* **EXTRACT**
***

Our Bill, A Comprehensive Strategy to Address Concussions Across Canada, calls for a National Concussion Awareness Week, a Canada-wide strategy to address concussions, as well as a Centre for Excellence in Concussion Research.

In the midst of our learning curve on policy development, we were invited to picturesque Prince Edward Island to deliver a talk on our work in developing a Private Member’s Bill. Dr. Duncan helped us prepare—and practise!—our presentation, which we delivered to a full house just after the keynote address.

We were overwhelmed by the support we received from the conference attendees, who were brain injury survivors, families, care givers, and health care professionals. This drove home what we had been learning all along—that there is a real need for action to support Canadians who suffer from the sometimes debilitating effects of concussions.

We were happy to discover that the overwhelming support we experienced in PEI continued everywhere we went. We were invited to make many more presentations, and were accepted to present at the 2012 World Congress on Brain Injury in Edinburgh, Scotland. We also collected more than 6,000 signatures on petitions from Canadians who wanted to express their support for our Bill.

This all led to that call at the kitchen table.

It was Dr. Duncan, telling us that our Bill had had its first reading!

***

Saved data entries:
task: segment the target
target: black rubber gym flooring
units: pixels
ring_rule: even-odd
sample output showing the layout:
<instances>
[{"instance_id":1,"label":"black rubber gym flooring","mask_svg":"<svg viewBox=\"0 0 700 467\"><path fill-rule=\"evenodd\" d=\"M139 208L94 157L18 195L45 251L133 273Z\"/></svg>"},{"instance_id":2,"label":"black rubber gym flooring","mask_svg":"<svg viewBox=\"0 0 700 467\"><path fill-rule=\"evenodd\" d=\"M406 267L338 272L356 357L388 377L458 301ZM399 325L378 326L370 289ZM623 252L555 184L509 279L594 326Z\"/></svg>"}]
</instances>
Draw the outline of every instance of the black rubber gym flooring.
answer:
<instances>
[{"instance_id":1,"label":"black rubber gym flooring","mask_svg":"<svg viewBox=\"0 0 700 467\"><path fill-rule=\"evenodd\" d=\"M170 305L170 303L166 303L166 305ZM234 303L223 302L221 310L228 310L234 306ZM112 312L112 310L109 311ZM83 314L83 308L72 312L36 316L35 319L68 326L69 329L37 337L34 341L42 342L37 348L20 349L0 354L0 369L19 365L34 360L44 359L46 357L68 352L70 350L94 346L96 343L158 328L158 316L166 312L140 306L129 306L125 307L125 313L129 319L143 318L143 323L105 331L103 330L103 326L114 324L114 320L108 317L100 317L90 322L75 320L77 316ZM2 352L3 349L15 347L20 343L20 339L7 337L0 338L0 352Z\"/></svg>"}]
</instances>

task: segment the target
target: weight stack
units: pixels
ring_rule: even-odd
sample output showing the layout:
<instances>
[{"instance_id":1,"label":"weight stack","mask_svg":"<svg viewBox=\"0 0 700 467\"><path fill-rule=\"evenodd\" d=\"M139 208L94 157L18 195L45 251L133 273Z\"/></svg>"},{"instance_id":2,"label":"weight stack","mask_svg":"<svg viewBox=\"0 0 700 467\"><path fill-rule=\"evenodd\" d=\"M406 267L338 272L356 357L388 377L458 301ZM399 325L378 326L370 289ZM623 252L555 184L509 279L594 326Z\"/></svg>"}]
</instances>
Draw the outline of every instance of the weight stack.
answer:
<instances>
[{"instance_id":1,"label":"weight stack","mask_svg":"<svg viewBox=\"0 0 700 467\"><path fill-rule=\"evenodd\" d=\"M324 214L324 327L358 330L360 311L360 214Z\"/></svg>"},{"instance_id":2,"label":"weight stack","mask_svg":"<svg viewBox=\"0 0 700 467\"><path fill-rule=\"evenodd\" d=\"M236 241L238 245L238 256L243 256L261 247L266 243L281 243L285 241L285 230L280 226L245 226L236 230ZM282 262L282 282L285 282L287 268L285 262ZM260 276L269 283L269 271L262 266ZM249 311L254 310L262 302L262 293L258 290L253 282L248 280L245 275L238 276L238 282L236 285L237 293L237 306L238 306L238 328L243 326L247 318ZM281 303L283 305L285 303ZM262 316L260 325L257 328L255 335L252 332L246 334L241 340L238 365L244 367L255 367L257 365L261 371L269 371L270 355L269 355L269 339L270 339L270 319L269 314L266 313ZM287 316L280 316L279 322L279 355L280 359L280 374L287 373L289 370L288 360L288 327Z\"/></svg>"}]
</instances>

***

* **WORK REQUEST**
Write the next part of the account of the concussion bill, picking up after its final sentence. The records have no connection to the account of the concussion bill.

* **RESULT OF THE TASK**
It is difficult to describe the excitement and satisfaction of that moment. We are truly grateful to Dr. Duncan for her help—without her none of this would have been possible. This incredible milestone meant that we were one step closer to our goal of being able to help bring about change in the current state of concussion resources in Canada.

Our Bill is in the course of becoming legislation, but the political process can often be a slow one. Since the beginning of development, we expanded the Bill to address improvements in awareness, prevention, diagnosis, and management for any Canadian of any age who suffers a concussion in a wide range of situations, from sports to workplace injuries to senior falls to vehicle accidents.

We are also thrilled to see that even simply having started this conversation is making a difference for many. Most recently, we spoke about it at the TEDxYouth@Toronto event in 2014.

The TEDx talk was a unique opportunity to reach an audience that we hadn’t yet specifically approached: youth. By this point, we had already gone from inexperienced novices on the speaking circuit to having delivered international and national presentations, but this was special in a different way. We were sharing the stage with some of Canada’s most inspirational leaders, and we had the opportunity to share our experience and our message with a theatre full of enthusiastic high school students and a world audience via live stream.

It was amazing to feel the enthusiasm of these students for learning about concussions, and our conversations afterward showed that they were taking something away from the discussion—and hopefully spreading awareness to their networks, too.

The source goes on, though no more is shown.